### Work to complete
Repeat the entries below exactly, missing none.

Dataset entries
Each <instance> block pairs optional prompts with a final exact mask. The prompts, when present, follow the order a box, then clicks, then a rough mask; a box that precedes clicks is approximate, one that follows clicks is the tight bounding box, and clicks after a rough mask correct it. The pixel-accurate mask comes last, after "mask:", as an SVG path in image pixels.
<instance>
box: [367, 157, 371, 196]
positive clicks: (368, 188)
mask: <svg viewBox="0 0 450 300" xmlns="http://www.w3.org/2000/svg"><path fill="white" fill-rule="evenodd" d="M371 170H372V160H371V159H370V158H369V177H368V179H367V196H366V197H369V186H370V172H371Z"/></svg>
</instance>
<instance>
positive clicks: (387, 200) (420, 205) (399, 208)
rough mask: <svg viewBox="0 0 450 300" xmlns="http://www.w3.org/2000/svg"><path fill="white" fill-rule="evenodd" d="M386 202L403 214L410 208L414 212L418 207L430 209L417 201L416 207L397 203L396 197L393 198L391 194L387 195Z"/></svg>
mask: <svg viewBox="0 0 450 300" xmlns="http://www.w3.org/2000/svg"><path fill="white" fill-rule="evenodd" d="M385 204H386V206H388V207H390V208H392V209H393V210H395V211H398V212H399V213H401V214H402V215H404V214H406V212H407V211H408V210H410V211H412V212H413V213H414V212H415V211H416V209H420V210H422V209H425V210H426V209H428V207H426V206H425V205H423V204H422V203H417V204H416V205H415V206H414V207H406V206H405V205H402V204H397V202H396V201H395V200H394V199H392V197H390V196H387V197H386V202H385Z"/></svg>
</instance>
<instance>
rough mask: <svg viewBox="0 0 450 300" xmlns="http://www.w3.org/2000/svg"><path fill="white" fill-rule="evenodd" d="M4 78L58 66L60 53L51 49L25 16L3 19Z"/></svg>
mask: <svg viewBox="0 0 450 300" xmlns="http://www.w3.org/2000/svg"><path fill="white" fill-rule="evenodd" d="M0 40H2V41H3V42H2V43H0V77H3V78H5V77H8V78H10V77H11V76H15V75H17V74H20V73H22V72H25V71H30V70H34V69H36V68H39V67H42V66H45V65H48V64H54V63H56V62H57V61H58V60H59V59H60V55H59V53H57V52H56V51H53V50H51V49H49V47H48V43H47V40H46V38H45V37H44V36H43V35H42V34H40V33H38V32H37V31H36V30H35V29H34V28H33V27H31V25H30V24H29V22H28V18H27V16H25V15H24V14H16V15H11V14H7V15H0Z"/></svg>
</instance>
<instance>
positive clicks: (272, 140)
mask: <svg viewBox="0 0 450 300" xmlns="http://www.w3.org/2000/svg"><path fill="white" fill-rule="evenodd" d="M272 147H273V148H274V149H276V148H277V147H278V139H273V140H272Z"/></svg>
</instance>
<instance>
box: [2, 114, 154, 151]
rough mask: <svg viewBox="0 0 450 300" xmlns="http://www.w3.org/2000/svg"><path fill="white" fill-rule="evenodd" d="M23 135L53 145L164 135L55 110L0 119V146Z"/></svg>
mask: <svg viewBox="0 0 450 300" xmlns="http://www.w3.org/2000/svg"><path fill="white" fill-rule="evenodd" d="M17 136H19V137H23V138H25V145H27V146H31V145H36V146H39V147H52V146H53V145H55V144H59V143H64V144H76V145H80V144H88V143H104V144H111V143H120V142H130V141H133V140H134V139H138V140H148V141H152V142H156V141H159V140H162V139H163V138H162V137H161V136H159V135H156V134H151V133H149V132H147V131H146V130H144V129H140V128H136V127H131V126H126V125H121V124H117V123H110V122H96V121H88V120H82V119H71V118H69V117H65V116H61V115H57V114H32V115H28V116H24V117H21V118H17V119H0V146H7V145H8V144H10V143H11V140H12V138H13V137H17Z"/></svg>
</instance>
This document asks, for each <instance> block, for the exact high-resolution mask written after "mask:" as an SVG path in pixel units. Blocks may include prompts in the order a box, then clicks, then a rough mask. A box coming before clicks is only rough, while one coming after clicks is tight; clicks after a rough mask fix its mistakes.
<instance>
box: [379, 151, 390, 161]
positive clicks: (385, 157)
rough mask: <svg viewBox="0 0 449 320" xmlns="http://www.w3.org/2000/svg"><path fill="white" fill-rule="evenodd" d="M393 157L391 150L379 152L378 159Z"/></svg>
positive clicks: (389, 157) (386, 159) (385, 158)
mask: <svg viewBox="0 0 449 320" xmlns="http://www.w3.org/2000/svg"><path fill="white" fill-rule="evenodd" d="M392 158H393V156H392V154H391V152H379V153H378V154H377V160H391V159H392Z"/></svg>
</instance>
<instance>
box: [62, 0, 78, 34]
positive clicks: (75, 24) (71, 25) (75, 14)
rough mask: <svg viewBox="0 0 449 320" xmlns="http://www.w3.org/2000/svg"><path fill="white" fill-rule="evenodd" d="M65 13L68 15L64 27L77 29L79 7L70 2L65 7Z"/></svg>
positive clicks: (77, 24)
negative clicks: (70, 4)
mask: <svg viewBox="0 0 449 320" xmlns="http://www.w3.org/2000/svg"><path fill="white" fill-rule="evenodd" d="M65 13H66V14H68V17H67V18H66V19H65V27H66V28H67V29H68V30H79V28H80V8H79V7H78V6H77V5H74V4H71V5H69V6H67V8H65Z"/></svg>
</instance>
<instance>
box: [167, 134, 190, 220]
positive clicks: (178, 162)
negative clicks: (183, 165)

### Written response
Each <instance> block pairs optional prompts with a final exact mask. The prompts, when present, follow the order a box, then clicks, then a rough mask; a box that precedes clicks is approximate, one that follows clicks is the tight bounding box, and clicks after a rough mask correct it. The pixel-accurate mask comes last, after "mask:", as an SVG path in image pixels.
<instance>
box: [367, 157, 371, 196]
positive clicks: (368, 188)
mask: <svg viewBox="0 0 450 300" xmlns="http://www.w3.org/2000/svg"><path fill="white" fill-rule="evenodd" d="M371 170H372V160H371V159H370V158H369V177H368V179H367V196H366V197H369V186H370V172H371Z"/></svg>
</instance>
<instance>
positive clicks: (387, 200) (420, 205) (399, 208)
rough mask: <svg viewBox="0 0 450 300" xmlns="http://www.w3.org/2000/svg"><path fill="white" fill-rule="evenodd" d="M386 202L403 214L410 208L414 212L418 207L430 209L417 201L416 207L397 203L396 197L393 198L391 194L387 195Z"/></svg>
mask: <svg viewBox="0 0 450 300" xmlns="http://www.w3.org/2000/svg"><path fill="white" fill-rule="evenodd" d="M385 204H386V206H388V207H390V208H392V209H393V210H395V211H398V212H399V213H401V214H402V215H404V214H406V212H407V211H408V210H410V211H412V212H413V213H414V212H415V211H416V209H420V210H422V209H425V210H426V209H428V207H426V206H425V205H423V204H422V203H417V204H416V205H415V206H414V207H406V206H405V205H402V204H397V202H396V201H395V200H394V199H392V197H390V196H387V197H386V202H385Z"/></svg>
</instance>
<instance>
rough mask: <svg viewBox="0 0 450 300" xmlns="http://www.w3.org/2000/svg"><path fill="white" fill-rule="evenodd" d="M4 78L58 66L60 53L51 49L25 16L3 19Z"/></svg>
mask: <svg viewBox="0 0 450 300" xmlns="http://www.w3.org/2000/svg"><path fill="white" fill-rule="evenodd" d="M0 40H2V41H3V42H2V43H0V77H3V78H5V77H8V78H10V77H11V76H15V75H17V74H20V73H22V72H25V71H30V70H34V69H36V68H39V67H42V66H45V65H48V64H54V63H56V62H57V61H58V60H59V59H60V55H59V53H57V52H56V51H53V50H51V49H49V47H48V43H47V40H46V38H45V37H44V36H43V35H42V34H40V33H38V32H37V31H36V30H35V29H34V28H33V27H31V25H30V24H29V22H28V18H27V16H25V15H24V14H16V15H11V14H7V15H0Z"/></svg>
</instance>
<instance>
positive clicks: (272, 140)
mask: <svg viewBox="0 0 450 300" xmlns="http://www.w3.org/2000/svg"><path fill="white" fill-rule="evenodd" d="M272 147H273V148H274V149H276V148H277V147H278V139H273V140H272Z"/></svg>
</instance>
<instance>
box: [2, 114, 154, 151]
rough mask: <svg viewBox="0 0 450 300" xmlns="http://www.w3.org/2000/svg"><path fill="white" fill-rule="evenodd" d="M23 135L53 145L164 135L55 110L0 119V146Z"/></svg>
mask: <svg viewBox="0 0 450 300" xmlns="http://www.w3.org/2000/svg"><path fill="white" fill-rule="evenodd" d="M17 136H19V137H23V138H25V145H27V146H31V145H36V146H39V147H52V146H53V145H55V144H59V143H64V144H76V145H80V144H88V143H104V144H111V143H120V142H130V141H133V140H134V139H138V140H148V141H152V142H156V141H159V140H162V139H163V138H162V137H161V136H159V135H156V134H151V133H149V132H147V131H146V130H144V129H140V128H136V127H131V126H126V125H121V124H117V123H110V122H96V121H88V120H82V119H71V118H69V117H65V116H61V115H57V114H32V115H28V116H24V117H21V118H17V119H0V146H7V145H8V144H10V143H11V140H12V138H13V137H17Z"/></svg>
</instance>
This document asks, for each <instance> block, for the exact high-resolution mask written after "mask:" as an SVG path in pixel units. Blocks may include prompts in the order a box, then clicks, then a rough mask. A box coming before clicks is only rough, while one coming after clicks is tight; clicks after a rough mask fix its mistakes.
<instance>
box: [379, 151, 390, 161]
positive clicks: (385, 157)
rough mask: <svg viewBox="0 0 449 320" xmlns="http://www.w3.org/2000/svg"><path fill="white" fill-rule="evenodd" d="M393 157L391 150L379 152L378 159Z"/></svg>
positive clicks: (389, 157) (386, 159) (385, 158)
mask: <svg viewBox="0 0 449 320" xmlns="http://www.w3.org/2000/svg"><path fill="white" fill-rule="evenodd" d="M392 158H393V156H392V154H391V152H379V153H378V154H377V160H391V159H392Z"/></svg>
</instance>
<instance>
box: [62, 0, 78, 34]
positive clicks: (75, 24) (71, 25) (75, 14)
rough mask: <svg viewBox="0 0 449 320" xmlns="http://www.w3.org/2000/svg"><path fill="white" fill-rule="evenodd" d="M65 13L68 15L64 27L77 29L79 7L70 2L65 7Z"/></svg>
positive clicks: (77, 24)
negative clicks: (70, 4)
mask: <svg viewBox="0 0 449 320" xmlns="http://www.w3.org/2000/svg"><path fill="white" fill-rule="evenodd" d="M65 13H66V14H68V17H67V18H66V19H65V27H66V28H67V29H68V30H79V28H80V8H79V7H78V6H77V5H74V4H71V5H69V6H67V8H65Z"/></svg>
</instance>
<instance>
box: [167, 134, 190, 220]
positive clicks: (178, 162)
negative clicks: (183, 165)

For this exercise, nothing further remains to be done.